··· Data shown ···

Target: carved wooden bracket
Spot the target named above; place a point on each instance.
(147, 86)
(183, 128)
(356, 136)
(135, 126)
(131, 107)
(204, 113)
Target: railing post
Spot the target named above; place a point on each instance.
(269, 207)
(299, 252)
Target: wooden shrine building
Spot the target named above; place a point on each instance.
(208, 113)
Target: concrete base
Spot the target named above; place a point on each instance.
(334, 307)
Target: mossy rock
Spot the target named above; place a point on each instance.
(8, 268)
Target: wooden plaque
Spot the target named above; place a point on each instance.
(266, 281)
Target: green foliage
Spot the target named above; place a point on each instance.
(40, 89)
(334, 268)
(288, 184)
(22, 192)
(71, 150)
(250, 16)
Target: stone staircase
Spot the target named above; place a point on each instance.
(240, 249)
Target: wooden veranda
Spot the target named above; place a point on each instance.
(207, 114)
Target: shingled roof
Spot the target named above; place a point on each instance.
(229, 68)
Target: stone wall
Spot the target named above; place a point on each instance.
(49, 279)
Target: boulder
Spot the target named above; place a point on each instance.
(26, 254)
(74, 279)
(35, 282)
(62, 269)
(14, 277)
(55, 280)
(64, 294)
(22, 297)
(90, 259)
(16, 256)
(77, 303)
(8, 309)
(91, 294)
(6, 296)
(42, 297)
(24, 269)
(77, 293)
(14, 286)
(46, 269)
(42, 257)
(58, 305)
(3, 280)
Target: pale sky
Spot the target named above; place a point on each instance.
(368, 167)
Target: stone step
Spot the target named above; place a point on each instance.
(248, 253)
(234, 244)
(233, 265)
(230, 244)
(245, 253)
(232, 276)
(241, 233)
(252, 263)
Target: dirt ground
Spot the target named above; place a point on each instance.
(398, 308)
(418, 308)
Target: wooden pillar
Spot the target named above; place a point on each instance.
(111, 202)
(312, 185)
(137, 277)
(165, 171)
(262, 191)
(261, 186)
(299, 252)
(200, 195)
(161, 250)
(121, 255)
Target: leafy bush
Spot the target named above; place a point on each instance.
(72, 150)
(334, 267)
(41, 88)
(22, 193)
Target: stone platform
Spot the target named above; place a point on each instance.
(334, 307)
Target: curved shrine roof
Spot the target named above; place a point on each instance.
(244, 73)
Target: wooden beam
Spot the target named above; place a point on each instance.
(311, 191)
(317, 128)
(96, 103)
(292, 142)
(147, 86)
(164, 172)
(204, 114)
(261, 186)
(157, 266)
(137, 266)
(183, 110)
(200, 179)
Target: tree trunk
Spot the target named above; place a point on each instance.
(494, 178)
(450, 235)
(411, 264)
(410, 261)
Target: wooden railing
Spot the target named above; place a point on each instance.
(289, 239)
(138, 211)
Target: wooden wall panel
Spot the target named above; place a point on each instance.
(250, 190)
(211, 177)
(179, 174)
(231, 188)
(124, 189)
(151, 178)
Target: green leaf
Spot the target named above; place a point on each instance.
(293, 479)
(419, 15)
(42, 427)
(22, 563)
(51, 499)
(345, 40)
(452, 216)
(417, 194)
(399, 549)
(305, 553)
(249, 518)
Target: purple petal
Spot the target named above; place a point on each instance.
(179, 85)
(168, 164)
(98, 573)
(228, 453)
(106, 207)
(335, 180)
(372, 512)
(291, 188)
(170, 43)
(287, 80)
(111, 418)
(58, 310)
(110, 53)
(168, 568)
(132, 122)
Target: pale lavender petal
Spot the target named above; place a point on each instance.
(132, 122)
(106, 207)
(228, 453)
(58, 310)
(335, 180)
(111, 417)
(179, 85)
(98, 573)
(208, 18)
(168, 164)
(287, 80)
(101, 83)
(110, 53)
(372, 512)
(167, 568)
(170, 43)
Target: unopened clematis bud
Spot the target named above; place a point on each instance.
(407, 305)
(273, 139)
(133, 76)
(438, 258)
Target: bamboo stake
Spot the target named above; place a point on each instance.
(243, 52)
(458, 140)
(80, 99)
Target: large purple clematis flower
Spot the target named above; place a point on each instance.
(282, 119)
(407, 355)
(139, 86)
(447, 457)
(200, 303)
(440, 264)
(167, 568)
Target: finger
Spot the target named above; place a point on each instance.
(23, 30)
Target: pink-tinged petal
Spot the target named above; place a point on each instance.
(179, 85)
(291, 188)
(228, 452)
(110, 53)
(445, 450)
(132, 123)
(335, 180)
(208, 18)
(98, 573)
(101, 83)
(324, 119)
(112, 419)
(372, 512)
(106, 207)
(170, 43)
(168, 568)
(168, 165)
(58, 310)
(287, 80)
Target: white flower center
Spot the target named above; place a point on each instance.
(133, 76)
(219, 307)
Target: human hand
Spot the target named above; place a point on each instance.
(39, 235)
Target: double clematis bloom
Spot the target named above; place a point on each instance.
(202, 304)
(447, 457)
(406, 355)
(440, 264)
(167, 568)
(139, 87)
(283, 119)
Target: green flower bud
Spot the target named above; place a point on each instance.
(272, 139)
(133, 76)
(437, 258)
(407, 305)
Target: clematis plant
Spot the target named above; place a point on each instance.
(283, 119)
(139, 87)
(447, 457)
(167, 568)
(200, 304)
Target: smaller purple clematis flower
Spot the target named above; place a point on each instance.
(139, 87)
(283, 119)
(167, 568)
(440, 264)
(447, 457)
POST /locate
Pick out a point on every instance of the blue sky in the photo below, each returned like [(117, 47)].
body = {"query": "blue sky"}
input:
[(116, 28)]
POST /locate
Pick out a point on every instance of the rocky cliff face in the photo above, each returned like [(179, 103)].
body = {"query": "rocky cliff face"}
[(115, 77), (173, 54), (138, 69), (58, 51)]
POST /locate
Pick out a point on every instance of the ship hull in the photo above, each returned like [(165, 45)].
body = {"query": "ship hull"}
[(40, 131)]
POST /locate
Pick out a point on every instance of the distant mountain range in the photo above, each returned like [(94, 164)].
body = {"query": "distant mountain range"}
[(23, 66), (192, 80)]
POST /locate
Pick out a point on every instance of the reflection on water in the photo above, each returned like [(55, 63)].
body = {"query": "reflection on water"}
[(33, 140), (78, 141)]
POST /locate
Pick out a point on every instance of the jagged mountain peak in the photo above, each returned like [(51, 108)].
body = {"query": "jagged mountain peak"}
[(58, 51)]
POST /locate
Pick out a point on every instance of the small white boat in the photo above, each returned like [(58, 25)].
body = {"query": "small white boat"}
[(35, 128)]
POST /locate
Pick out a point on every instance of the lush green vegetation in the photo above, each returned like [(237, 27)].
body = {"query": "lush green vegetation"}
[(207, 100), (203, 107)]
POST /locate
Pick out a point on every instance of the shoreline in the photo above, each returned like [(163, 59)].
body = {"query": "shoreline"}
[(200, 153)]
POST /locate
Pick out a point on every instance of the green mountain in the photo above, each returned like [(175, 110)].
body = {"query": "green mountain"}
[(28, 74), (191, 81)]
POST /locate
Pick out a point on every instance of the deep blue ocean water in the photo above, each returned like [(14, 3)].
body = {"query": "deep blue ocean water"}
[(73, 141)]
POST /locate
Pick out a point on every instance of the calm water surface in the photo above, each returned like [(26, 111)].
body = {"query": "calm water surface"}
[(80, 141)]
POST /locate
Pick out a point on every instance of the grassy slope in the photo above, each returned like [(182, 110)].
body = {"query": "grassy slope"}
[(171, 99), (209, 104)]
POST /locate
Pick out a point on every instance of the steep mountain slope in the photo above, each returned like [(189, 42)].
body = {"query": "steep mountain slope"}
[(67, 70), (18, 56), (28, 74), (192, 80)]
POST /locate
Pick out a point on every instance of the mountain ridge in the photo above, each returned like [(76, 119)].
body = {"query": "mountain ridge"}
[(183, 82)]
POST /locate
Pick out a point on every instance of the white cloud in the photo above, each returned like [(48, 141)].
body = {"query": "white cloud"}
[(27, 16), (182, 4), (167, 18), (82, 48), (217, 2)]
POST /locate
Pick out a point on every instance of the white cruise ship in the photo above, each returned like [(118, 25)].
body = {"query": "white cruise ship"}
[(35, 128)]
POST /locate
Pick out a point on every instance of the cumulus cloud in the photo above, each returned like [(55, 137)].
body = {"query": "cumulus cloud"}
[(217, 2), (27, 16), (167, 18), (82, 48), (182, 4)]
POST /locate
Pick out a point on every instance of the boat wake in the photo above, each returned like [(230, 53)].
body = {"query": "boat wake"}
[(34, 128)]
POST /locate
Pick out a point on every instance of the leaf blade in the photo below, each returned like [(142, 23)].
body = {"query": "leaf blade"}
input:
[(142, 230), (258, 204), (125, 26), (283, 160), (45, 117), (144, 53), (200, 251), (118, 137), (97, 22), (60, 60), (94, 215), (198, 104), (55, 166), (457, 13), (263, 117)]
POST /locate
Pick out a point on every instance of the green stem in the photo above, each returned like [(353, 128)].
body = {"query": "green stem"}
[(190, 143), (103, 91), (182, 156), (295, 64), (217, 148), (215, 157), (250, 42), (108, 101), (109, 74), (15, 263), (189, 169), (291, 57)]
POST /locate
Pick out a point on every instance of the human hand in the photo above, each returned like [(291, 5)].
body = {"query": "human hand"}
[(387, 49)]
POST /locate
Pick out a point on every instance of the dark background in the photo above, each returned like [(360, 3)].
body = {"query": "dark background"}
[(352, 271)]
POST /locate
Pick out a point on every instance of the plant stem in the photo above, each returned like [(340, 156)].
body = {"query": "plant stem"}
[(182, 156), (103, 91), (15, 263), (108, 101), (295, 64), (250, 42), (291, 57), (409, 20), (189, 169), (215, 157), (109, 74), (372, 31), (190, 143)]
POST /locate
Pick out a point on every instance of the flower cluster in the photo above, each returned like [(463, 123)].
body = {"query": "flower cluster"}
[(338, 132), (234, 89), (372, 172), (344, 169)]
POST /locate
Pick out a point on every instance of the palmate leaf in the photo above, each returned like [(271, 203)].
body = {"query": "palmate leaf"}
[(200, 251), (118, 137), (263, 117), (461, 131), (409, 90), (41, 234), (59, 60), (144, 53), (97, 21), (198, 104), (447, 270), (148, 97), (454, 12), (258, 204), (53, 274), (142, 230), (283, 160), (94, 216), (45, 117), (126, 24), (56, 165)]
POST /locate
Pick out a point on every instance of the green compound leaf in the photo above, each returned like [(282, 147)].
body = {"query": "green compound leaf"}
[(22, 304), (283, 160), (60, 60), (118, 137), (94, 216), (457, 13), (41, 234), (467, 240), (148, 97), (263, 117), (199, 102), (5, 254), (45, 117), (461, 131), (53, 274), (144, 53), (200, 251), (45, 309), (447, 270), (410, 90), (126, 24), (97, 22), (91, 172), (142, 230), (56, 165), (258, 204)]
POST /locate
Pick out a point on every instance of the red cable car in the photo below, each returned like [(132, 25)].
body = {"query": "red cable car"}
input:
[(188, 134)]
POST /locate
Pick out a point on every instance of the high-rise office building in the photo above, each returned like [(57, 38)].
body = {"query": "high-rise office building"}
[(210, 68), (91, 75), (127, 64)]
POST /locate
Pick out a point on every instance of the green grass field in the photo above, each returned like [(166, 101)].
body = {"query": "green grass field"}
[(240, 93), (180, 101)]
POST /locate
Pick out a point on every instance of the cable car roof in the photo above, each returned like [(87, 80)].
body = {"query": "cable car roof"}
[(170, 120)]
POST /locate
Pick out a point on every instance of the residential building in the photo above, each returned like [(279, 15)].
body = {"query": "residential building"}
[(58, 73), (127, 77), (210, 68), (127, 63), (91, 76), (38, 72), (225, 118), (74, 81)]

···

• **Exercise description**: Search the entries above for "petal". Show every line that has it.

• **Task output**:
Target: purple petal
Target: pale lavender petal
Target: pink-tinged petal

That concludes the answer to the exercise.